▶ **What to work on**: Repeat only part of the entries. Start at the line that has "Keypoint rule: one marker on every instance of the michelin" and keep going through the last line, exactly as given.

▶ **Listed entries**:
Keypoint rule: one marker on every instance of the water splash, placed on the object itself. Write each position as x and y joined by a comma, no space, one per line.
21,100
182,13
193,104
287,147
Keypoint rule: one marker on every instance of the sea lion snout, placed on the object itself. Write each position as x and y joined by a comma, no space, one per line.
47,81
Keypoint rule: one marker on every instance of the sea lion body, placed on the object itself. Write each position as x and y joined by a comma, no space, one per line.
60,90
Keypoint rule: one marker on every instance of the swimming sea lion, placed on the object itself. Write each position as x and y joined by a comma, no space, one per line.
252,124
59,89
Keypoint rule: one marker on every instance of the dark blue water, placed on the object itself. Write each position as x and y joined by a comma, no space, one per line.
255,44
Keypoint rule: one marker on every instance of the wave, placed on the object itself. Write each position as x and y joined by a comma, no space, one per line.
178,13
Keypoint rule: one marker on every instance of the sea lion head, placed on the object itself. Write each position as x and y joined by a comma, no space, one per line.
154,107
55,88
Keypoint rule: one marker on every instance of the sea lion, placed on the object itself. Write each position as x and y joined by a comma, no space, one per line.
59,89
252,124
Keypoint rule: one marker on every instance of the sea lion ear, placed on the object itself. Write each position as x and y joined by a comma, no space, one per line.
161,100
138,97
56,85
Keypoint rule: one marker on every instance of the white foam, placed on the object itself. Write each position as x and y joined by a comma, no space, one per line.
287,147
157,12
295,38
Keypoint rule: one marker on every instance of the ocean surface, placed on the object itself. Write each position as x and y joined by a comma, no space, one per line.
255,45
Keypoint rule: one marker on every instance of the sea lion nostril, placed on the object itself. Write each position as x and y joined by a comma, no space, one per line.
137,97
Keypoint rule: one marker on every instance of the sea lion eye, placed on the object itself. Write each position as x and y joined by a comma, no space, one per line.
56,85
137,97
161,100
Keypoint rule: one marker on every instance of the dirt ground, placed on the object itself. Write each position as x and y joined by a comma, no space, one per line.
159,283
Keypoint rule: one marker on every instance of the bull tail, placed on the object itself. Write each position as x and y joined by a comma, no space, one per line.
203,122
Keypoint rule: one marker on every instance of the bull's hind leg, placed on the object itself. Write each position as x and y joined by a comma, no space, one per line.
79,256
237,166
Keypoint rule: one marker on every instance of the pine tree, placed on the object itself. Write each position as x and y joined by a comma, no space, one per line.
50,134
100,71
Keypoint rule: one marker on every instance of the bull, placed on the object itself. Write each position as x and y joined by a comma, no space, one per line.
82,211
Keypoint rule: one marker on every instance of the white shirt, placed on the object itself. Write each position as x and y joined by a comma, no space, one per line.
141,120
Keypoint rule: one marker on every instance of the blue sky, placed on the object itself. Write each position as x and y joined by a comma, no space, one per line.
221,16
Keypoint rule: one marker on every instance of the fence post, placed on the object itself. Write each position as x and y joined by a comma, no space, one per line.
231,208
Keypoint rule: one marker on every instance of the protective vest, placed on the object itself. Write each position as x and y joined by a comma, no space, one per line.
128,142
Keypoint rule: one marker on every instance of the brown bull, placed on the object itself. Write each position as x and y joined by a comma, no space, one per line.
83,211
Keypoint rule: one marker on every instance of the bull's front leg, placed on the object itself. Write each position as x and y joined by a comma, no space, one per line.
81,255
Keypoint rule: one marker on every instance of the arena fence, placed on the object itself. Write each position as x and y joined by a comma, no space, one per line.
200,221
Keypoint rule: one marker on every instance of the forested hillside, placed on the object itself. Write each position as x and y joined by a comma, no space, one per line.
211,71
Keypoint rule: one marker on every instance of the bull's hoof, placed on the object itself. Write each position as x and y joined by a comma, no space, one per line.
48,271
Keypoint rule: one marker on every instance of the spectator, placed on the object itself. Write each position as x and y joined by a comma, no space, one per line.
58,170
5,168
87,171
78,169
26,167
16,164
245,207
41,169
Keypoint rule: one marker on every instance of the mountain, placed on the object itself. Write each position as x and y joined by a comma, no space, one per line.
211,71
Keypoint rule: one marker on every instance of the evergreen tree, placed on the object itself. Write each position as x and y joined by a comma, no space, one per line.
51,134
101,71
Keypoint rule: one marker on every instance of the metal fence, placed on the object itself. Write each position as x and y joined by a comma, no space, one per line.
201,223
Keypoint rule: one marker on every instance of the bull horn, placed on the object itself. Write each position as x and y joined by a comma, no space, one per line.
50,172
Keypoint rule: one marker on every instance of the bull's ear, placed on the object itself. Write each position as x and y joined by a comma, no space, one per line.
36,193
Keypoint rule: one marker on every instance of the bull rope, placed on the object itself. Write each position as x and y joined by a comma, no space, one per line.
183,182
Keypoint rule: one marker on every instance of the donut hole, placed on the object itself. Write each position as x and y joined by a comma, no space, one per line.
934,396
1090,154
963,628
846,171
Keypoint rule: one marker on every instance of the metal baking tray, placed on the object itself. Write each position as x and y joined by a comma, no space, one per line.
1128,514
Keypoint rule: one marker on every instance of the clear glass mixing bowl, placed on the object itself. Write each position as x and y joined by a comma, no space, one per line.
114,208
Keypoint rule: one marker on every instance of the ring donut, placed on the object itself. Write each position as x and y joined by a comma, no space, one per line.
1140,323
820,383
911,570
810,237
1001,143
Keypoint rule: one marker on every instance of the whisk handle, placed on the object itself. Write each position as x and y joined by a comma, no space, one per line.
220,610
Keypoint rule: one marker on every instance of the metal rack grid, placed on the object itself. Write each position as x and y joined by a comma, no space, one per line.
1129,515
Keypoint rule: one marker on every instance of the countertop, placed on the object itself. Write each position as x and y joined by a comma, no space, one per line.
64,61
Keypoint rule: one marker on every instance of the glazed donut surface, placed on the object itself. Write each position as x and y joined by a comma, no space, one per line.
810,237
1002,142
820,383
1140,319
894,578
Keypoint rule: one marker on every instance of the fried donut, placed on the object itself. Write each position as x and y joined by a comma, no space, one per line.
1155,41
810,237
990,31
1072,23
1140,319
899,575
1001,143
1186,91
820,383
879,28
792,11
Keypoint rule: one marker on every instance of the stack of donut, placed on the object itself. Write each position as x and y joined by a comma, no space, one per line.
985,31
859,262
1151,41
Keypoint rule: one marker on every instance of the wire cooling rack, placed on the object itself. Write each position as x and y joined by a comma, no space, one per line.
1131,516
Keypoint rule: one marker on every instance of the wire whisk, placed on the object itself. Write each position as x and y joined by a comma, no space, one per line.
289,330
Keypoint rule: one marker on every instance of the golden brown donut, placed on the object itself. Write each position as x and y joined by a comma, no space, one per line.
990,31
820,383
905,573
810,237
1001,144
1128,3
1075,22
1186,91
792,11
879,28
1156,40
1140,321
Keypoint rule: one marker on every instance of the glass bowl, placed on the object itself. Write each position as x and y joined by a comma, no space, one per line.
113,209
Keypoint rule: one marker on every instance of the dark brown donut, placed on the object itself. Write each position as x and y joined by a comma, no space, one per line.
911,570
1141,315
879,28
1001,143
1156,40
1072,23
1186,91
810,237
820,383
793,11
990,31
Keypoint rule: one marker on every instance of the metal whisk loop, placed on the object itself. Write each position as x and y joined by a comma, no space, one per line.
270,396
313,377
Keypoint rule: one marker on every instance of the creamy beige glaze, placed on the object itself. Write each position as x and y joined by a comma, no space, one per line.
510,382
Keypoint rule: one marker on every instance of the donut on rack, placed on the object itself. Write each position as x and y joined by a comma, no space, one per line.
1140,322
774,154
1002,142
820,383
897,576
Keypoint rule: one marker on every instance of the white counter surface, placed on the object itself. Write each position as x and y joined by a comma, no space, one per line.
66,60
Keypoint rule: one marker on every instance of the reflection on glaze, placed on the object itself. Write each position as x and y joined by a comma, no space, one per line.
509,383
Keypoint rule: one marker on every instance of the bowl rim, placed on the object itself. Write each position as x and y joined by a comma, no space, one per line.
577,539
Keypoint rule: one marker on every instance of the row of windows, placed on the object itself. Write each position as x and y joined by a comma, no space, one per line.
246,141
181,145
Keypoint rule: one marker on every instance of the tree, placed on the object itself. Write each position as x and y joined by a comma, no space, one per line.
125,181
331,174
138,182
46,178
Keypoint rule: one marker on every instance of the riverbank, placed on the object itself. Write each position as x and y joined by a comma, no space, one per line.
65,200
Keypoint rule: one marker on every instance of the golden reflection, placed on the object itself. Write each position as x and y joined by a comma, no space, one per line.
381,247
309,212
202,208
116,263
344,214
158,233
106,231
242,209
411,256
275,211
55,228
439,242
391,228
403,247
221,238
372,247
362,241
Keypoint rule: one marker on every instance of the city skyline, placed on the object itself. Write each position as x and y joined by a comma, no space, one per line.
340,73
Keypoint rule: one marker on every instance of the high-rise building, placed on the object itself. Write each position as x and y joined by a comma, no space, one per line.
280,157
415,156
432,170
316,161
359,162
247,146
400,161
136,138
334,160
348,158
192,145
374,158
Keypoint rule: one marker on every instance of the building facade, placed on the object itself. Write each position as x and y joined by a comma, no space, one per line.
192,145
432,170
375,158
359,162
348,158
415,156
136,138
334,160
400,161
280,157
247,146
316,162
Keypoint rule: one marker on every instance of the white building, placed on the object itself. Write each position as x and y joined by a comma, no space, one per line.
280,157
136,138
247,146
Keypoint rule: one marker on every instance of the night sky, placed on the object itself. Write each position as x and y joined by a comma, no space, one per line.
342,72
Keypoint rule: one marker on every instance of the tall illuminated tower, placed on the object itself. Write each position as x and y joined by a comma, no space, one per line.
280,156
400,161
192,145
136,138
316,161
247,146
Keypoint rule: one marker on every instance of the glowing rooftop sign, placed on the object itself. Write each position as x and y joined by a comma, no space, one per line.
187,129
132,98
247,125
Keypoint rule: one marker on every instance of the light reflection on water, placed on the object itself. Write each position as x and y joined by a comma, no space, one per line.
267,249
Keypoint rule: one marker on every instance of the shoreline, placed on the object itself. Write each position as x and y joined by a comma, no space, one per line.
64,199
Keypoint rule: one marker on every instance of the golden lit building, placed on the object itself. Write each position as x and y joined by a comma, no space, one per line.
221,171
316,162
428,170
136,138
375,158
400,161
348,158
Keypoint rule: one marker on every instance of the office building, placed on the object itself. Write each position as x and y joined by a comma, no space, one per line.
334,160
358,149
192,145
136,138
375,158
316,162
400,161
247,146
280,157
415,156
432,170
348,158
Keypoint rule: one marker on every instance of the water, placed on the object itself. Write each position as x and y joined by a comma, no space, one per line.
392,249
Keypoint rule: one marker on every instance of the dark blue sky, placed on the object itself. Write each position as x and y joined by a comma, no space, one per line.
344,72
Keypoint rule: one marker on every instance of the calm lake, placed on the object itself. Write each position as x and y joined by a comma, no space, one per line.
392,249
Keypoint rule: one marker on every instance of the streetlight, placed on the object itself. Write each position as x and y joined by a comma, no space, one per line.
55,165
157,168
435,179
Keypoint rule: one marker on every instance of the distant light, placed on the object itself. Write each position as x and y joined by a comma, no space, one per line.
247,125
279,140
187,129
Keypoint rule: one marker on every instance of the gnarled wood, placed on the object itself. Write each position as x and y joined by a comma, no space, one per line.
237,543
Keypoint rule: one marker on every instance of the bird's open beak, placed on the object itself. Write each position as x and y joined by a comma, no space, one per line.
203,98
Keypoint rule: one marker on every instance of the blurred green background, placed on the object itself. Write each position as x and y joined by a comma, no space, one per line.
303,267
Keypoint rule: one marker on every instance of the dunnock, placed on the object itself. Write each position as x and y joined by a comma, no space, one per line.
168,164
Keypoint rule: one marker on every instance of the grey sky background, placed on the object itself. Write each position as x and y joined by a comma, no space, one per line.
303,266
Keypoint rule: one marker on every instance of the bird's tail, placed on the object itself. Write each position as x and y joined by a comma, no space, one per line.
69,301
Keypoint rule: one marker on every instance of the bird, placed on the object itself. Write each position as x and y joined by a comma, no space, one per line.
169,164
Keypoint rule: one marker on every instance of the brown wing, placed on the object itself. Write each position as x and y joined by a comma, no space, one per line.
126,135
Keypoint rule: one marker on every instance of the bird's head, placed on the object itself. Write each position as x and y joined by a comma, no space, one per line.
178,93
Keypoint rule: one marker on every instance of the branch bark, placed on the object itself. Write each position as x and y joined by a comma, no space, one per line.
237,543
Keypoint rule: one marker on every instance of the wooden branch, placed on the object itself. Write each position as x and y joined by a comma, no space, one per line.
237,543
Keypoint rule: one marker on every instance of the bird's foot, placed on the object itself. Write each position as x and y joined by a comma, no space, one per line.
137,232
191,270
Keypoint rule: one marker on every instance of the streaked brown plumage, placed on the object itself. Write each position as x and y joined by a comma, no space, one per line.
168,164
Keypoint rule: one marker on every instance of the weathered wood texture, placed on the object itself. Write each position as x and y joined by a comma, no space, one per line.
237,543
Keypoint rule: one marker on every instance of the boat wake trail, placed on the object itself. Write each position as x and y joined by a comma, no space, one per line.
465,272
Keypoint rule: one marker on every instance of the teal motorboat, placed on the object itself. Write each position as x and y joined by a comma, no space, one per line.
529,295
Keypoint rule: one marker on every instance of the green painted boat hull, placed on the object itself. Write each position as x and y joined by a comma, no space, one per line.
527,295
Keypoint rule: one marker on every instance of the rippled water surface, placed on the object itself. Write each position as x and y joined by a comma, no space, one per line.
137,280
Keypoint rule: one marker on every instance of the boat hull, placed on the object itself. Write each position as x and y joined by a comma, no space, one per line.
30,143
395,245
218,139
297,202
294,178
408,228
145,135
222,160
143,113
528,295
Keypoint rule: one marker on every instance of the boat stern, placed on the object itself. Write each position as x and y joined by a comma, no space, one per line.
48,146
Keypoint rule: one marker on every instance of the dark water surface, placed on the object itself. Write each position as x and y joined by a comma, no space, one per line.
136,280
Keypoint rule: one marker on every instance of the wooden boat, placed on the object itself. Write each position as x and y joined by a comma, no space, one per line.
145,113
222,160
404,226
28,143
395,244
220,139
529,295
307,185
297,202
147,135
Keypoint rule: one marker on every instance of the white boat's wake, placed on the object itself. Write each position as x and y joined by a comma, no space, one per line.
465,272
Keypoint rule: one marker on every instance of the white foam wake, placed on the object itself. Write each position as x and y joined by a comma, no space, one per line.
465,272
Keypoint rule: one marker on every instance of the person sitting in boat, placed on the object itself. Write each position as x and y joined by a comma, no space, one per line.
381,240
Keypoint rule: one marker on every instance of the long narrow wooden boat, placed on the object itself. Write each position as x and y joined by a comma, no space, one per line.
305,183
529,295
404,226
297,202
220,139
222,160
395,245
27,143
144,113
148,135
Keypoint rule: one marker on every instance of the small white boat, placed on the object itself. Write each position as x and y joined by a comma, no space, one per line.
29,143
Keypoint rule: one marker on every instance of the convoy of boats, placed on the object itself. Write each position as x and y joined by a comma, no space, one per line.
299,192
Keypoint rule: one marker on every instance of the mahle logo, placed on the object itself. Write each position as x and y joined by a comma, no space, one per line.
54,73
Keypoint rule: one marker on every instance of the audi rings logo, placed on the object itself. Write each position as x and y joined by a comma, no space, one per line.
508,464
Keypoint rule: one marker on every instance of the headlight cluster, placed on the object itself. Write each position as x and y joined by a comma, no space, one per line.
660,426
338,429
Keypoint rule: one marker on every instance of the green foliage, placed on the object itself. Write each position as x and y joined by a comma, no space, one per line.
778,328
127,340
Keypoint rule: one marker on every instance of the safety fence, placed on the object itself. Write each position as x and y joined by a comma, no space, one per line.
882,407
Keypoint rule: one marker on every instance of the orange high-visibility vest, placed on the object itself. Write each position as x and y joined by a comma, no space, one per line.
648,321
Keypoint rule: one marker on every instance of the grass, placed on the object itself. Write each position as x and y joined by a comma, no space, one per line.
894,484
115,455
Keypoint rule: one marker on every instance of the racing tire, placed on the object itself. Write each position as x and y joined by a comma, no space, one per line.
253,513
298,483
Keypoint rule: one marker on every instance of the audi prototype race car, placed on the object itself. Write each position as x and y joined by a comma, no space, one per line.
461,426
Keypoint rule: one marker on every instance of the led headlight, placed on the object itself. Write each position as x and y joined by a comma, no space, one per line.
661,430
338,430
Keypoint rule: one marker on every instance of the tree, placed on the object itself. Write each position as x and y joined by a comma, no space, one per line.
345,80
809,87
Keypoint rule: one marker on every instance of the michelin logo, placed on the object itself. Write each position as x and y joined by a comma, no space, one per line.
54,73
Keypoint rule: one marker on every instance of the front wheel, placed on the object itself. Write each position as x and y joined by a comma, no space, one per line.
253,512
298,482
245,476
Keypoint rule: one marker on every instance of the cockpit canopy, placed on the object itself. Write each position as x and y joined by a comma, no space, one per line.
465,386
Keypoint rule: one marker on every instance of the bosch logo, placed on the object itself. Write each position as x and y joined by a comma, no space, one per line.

▶ **Expected answer**:
Keypoint rule: one marker on every instance of the michelin logo, placed on the object itself. Write each position as x and y joined by a comma, no space, one per line.
54,73
Keypoint rule: one marker on every instance of the front wheel, placed on the object itself. Write each position as x and y joined by a comma, no space, one per line.
253,512
298,482
245,476
Keypoint rule: one marker on every instance of the cockpit canopy, placed on the object itself. Write each position as x and y joined by a comma, no space, one per line.
465,386
Keypoint rule: one marker on every instance of the bosch logo, placed on the object itself. Write each position as x and y joined by a comma, no space, one per line.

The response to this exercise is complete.